• Aim:
Set down verbatim the portion of the Booker-language passage below that begins at the words "Researchers on the" and stops after "among British-born writers.".

• Source excerpt:
────

Is it a coincidence that J.K. Rowling studied French and Classics? Or that Shakespeare wrote passages of dialogue in Welsh and French, suggesting that he was conversant in both? To write successfully in your first language, it can help if you know a second – it is one way of seeing the world from another perspective and making comparisons, which is after all what literature is all about. But what of writers of contemporary literary fiction?

Researchers on the Open World Research Initiative at Swansea University have investigated the nearly 300 novels that have made the Booker shortlist since 1969 to find out. And as we await the announcement of the readers’ choice of the “Golden Booker” on July 8, which will name the winning novel from the history of the Man Booker prize that has “best stood the test of time”, their initial findings throw up a disturbing recent trend that language awareness is decreasing among British-born writers.

────

• Data provided:
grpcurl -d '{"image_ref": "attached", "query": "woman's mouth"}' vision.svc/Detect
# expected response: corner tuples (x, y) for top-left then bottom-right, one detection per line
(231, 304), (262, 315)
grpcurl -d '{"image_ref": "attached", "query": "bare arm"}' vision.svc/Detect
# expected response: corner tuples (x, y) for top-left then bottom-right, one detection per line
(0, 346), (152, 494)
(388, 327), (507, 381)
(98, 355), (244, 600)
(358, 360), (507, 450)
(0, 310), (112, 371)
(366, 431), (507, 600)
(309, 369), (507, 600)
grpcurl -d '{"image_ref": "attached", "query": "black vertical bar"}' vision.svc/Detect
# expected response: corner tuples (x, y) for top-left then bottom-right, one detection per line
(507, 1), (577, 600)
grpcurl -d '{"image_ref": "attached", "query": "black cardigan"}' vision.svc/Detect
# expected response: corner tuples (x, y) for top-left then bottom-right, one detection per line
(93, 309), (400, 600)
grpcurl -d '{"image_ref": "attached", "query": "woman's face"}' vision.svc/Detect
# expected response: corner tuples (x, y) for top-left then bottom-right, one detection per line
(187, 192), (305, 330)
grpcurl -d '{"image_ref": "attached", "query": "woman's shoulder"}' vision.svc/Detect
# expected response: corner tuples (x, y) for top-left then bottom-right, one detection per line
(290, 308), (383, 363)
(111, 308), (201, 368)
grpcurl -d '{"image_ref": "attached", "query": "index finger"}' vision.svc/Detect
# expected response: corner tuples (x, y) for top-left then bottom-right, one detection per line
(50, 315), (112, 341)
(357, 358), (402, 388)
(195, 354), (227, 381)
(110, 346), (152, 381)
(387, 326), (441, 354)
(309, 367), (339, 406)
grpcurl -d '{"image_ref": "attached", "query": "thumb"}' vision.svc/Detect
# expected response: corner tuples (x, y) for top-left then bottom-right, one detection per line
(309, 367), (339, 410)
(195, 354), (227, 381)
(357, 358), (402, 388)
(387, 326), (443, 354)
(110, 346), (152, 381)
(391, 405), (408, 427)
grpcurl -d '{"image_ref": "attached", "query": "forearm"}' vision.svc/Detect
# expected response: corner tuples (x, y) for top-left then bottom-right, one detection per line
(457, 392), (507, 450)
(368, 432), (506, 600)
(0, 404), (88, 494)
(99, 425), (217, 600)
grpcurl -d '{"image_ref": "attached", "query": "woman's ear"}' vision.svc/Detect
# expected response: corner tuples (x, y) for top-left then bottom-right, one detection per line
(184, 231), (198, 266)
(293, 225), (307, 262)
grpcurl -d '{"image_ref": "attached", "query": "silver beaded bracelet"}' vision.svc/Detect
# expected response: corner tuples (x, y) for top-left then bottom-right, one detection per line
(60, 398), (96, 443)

────

• Expected answer:
Researchers on the Open World Research Initiative at Swansea University have investigated the nearly 300 novels that have made the Booker shortlist since 1969 to find out. And as we await the announcement of the readers’ choice of the “Golden Booker” on July 8, which will name the winning novel from the history of the Man Booker prize that has “best stood the test of time”, their initial findings throw up a disturbing recent trend that language awareness is decreasing among British-born writers.